* BEGIN Selection *
My understanding is that it really isn't even that -- they're simply applying a magnetic field to change the spin on a particle and its paired particle automatically spins in the opposite direction. This should happen instantly regardless of the distance they are seperated, which is cool because you should be able to place them millions of miles apart and the change will always be immediate. Interpret spin direction as 1's and 0's and you have a really amazing way to digitally communicate without delays based on the speed of light and it affects a lot more in your life than you think. (Example: the greatest distance you can use a cellphone from a tower is only so many miles. If you are on a boat offshore or in a remote location it can be a big issue. The protocol used has a timeout and that timeout limit is exceeded once you go go too far out because of the time it takes the radio wave to reach the tower and return. Lots of issues in satellite communication, long distance computer communication, etc, could be removed through this.) Changing the spin on a particle doesn't exactly translate into teleporting a person, or even an object. You'd have to have all of the matter there and arranged properly. Changing the spin on particles in that matter wouldn't do much. |
When we can replicate people perfectly this shit really will hit the fan. Man I'm doomed to live in interesting times. I'm sure before I'm 50 we'll see at least rudimentry neural interfaces, some kind of real AI, real nanotech.....so much potential, so much danger.
* END Selection *
* BEGIN Stored rows *
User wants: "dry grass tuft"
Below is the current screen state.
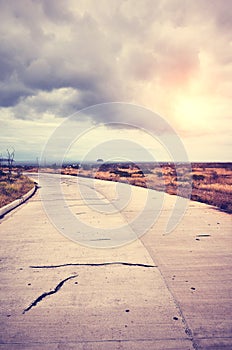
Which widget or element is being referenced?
[0,173,34,208]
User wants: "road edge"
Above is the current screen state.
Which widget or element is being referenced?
[0,182,38,219]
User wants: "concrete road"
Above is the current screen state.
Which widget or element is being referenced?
[0,175,232,350]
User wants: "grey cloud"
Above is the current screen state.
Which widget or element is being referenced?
[0,0,231,126]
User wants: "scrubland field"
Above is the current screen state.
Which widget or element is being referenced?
[0,170,34,208]
[4,163,232,213]
[62,163,232,213]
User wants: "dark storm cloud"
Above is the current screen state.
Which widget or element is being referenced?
[0,0,232,126]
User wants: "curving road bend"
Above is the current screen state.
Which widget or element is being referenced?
[0,174,232,350]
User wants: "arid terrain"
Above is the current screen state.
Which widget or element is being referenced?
[9,163,232,213]
[0,169,34,208]
[62,163,232,213]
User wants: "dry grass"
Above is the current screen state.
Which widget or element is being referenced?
[18,163,232,213]
[73,163,232,213]
[0,173,34,208]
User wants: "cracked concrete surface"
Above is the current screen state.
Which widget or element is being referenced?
[0,175,232,350]
[23,275,78,314]
[30,261,157,269]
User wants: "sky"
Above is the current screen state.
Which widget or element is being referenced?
[0,0,232,161]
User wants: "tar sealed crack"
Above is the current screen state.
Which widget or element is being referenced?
[30,261,158,269]
[23,275,78,314]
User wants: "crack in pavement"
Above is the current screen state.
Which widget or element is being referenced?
[30,261,158,269]
[23,275,78,314]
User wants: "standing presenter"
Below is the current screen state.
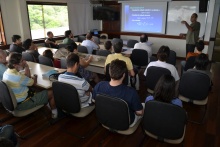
* END Stored rows *
Challenges>
1 - According to the comment on particle spin, why does a cellphone stop working too far from a tower?
2 - Reproduce the part of the records that opens at their start and closes with the line containing "[0,0,231,126]", both ends included. Omit the pictures.
The records are unrelated to the comment on particle spin.

Results of the exercise>
1 - The time the radio wave takes to reach the tower and return exceeds the protocol's timeout limit.

2 -
User wants: "dry grass tuft"
Below is the current screen state.
Which widget or element is being referenced?
[0,173,34,208]
User wants: "road edge"
Above is the current screen state.
Which widget or element is being referenced?
[0,182,38,219]
User wants: "concrete road"
Above is the current screen state.
Which widget or element is being referenced?
[0,175,232,350]
User wants: "grey cloud"
Above is the current screen state.
Which widget or element is being referenced?
[0,0,231,126]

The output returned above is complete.